TO DO
Every line below from the one containing "The service MUST return one point per instance of the woman's" through the one containing "The service MUST return one point per instance of the upper" must be transcribed exactly. Omit all lines outside that stretch.

INFORMATION GIVEN
++++
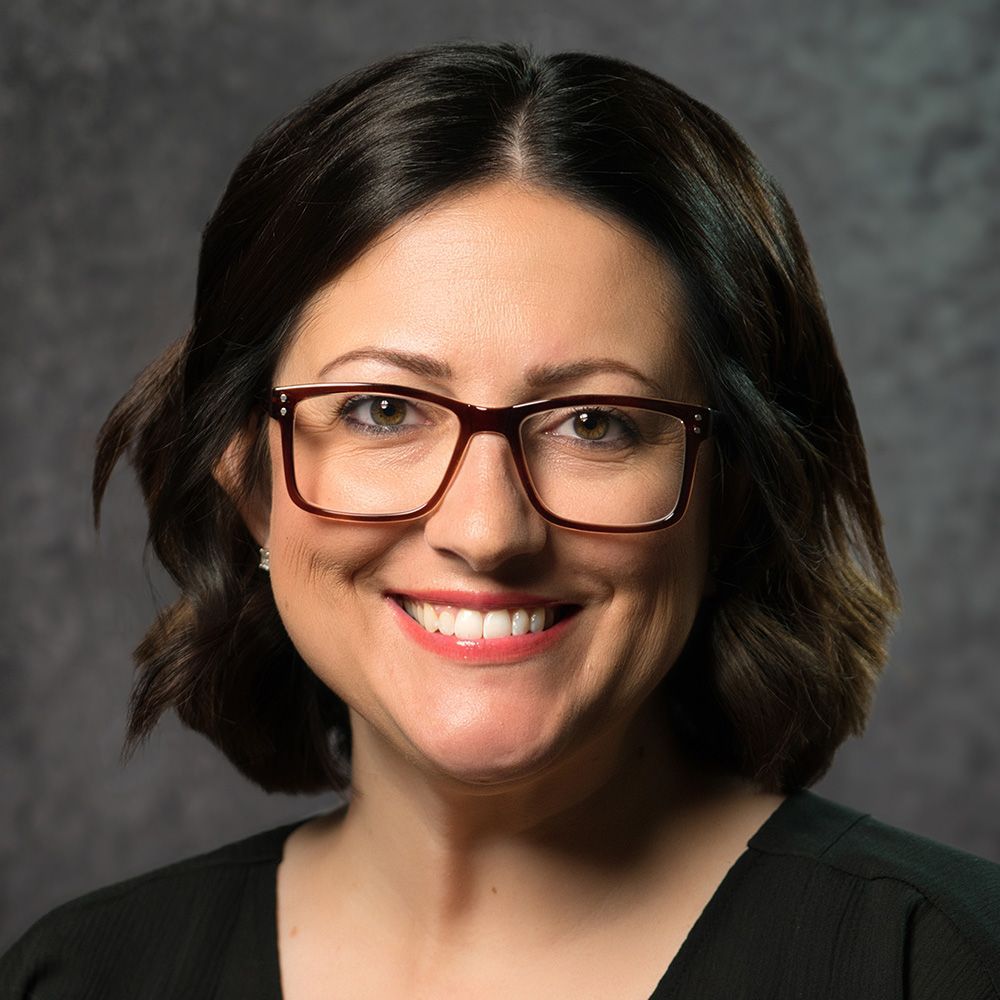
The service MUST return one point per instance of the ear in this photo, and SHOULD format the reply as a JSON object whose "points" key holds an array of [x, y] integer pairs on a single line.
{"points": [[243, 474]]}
++++
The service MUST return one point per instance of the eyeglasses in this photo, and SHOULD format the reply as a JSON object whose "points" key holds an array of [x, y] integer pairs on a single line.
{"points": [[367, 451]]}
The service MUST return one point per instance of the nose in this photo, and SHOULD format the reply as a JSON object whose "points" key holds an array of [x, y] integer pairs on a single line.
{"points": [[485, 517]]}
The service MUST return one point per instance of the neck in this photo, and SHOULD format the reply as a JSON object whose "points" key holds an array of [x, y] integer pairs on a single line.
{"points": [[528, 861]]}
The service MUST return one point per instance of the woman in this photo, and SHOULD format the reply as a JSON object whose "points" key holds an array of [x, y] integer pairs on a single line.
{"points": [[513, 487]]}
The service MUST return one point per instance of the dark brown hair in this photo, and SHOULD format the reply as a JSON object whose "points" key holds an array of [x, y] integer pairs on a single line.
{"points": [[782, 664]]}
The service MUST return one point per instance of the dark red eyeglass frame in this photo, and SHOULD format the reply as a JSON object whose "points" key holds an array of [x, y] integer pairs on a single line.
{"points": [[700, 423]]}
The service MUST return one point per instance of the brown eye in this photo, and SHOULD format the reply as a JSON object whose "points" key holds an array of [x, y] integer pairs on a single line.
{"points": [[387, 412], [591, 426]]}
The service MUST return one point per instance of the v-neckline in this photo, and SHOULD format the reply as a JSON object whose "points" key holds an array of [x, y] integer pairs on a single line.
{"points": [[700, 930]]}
++++
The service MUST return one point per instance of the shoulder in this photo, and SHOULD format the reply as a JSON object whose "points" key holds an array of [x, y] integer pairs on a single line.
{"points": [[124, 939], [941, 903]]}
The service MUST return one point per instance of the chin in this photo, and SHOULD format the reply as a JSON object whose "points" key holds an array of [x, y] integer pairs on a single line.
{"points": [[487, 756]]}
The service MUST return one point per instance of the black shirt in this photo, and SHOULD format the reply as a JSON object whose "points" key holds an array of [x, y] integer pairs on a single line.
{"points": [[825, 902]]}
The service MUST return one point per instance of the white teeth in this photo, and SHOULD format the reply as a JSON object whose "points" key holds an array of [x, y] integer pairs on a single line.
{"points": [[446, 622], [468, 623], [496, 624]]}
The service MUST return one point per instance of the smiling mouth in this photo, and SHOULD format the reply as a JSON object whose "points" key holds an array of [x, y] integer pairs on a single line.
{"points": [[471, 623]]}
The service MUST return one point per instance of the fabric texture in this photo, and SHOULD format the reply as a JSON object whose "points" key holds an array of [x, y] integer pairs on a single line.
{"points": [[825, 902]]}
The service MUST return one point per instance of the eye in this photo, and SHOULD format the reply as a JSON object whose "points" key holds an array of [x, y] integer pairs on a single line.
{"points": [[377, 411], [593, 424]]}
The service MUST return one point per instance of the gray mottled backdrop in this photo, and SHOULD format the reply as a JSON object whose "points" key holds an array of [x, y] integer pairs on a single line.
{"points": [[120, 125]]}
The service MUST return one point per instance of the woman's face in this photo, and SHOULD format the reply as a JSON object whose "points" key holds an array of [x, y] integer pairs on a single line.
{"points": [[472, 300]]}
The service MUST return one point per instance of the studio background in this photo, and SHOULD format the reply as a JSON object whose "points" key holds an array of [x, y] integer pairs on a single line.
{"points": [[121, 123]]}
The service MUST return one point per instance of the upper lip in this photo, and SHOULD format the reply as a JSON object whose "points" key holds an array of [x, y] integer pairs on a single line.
++++
ANSWER TO THIS PROBLEM
The service MUST return one point per instance of the woman's face in this photo, and SHOULD format the reply as a JSON object whose "points" key holds an array of [x, y] integer pairs on a single line.
{"points": [[472, 300]]}
The service MUST return one point per instance of the studio background in this photo, and SHOULD format the reply as a JSON object whose "points" key holds an array of [x, y] integer pairs on a single line.
{"points": [[121, 123]]}
The service MUST return one point per instance of the upper lip in this photo, and SHOULD format the reply as a JSON object whose "points" key holds an array of [x, y] integer pairs on a single line.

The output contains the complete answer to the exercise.